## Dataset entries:
========

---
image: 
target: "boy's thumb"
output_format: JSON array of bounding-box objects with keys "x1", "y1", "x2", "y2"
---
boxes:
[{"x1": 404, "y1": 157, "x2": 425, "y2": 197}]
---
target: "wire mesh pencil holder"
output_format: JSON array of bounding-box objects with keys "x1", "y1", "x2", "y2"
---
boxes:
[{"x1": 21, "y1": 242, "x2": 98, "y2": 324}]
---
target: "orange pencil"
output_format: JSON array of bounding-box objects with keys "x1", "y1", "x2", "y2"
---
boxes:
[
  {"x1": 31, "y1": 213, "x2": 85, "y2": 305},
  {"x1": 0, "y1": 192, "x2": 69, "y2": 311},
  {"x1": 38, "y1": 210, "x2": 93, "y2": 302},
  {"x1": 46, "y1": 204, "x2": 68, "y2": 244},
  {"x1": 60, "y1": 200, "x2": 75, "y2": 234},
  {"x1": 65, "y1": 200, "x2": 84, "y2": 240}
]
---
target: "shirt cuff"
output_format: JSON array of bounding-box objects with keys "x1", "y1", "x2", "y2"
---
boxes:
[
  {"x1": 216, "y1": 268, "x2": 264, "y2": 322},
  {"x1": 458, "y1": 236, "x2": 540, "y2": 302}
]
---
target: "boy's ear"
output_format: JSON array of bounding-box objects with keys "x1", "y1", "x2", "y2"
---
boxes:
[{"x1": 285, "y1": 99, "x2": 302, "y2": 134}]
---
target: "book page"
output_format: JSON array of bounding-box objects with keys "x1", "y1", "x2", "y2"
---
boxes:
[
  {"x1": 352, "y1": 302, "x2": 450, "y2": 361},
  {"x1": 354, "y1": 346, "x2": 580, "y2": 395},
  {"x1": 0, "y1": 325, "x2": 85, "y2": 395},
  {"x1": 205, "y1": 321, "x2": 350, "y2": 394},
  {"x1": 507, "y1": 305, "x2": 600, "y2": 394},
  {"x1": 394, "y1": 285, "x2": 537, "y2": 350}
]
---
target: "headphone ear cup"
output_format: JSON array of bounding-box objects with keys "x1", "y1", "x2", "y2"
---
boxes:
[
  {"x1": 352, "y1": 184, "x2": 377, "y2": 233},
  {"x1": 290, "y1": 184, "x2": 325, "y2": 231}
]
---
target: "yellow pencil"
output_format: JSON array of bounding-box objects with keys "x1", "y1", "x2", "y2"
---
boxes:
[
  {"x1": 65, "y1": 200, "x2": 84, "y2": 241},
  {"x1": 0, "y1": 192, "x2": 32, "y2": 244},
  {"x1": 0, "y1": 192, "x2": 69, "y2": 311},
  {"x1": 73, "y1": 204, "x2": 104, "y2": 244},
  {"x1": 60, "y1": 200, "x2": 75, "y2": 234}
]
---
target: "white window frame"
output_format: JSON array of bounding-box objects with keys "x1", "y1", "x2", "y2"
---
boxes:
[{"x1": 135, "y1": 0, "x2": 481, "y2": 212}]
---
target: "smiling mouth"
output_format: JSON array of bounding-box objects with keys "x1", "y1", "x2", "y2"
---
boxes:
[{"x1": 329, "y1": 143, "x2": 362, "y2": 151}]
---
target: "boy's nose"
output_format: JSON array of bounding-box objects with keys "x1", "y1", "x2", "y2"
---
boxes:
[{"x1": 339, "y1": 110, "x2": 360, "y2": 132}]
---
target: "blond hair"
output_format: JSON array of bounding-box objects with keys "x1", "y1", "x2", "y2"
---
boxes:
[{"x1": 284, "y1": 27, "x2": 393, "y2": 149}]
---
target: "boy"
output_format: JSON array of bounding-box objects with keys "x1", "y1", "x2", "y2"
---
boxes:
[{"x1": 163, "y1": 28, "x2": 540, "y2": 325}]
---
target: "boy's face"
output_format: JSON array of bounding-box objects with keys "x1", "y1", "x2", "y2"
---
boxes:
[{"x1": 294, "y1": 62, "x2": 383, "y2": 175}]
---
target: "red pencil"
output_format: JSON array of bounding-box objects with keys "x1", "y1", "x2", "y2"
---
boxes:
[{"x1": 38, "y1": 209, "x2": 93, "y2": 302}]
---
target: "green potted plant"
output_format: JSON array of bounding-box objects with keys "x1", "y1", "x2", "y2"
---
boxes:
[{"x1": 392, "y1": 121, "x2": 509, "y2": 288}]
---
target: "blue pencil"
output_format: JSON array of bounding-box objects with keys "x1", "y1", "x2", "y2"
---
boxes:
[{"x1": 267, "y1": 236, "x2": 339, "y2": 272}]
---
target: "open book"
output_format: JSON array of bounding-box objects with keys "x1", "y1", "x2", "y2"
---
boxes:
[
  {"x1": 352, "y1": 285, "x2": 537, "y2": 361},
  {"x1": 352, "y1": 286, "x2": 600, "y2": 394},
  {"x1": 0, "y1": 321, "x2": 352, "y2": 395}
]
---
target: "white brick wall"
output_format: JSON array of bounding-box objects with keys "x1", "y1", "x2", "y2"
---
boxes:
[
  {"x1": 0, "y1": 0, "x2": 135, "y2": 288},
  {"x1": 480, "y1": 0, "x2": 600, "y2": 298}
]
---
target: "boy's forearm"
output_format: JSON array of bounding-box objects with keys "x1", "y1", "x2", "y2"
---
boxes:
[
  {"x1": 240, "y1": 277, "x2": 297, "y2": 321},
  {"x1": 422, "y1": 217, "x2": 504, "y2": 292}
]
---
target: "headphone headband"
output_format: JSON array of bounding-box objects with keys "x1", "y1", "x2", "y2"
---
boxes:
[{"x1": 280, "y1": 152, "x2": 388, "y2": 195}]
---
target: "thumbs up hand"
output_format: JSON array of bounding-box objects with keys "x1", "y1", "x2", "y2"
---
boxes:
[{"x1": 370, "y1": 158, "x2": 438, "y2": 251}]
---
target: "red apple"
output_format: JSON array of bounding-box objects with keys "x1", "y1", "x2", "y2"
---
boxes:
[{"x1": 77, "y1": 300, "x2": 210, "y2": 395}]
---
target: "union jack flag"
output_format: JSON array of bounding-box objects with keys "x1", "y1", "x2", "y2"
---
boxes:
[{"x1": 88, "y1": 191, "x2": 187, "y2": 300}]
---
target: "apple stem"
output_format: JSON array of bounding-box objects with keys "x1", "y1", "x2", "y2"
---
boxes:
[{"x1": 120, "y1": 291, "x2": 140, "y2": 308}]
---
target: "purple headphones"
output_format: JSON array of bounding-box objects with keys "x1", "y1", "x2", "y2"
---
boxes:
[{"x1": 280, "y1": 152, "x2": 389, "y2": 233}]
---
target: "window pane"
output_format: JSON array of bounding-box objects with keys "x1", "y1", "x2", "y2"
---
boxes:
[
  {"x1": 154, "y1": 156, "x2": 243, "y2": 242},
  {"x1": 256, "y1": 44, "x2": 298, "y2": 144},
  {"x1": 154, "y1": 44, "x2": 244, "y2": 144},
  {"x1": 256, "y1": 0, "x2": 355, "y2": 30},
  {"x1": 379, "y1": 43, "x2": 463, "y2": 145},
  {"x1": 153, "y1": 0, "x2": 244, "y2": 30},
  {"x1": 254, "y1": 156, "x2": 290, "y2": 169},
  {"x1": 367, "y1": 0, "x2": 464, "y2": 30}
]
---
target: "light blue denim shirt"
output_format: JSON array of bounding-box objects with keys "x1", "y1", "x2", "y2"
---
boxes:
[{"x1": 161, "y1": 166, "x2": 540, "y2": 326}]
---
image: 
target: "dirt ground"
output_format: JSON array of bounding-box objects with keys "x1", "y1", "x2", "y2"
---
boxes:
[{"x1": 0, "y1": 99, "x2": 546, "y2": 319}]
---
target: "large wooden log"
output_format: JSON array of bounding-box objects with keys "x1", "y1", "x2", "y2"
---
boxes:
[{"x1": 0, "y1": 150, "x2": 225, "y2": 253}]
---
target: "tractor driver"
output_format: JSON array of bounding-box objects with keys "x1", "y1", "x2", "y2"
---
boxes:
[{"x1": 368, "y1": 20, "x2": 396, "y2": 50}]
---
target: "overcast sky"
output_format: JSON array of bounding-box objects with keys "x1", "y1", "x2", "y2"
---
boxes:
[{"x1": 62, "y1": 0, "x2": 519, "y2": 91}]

========

## SET PROBLEM:
Which of the lines above contain the word "blue"? Pull out each of them and copy it in full.

## TASK RESULT:
target: "blue pencil"
target: "light blue denim shirt"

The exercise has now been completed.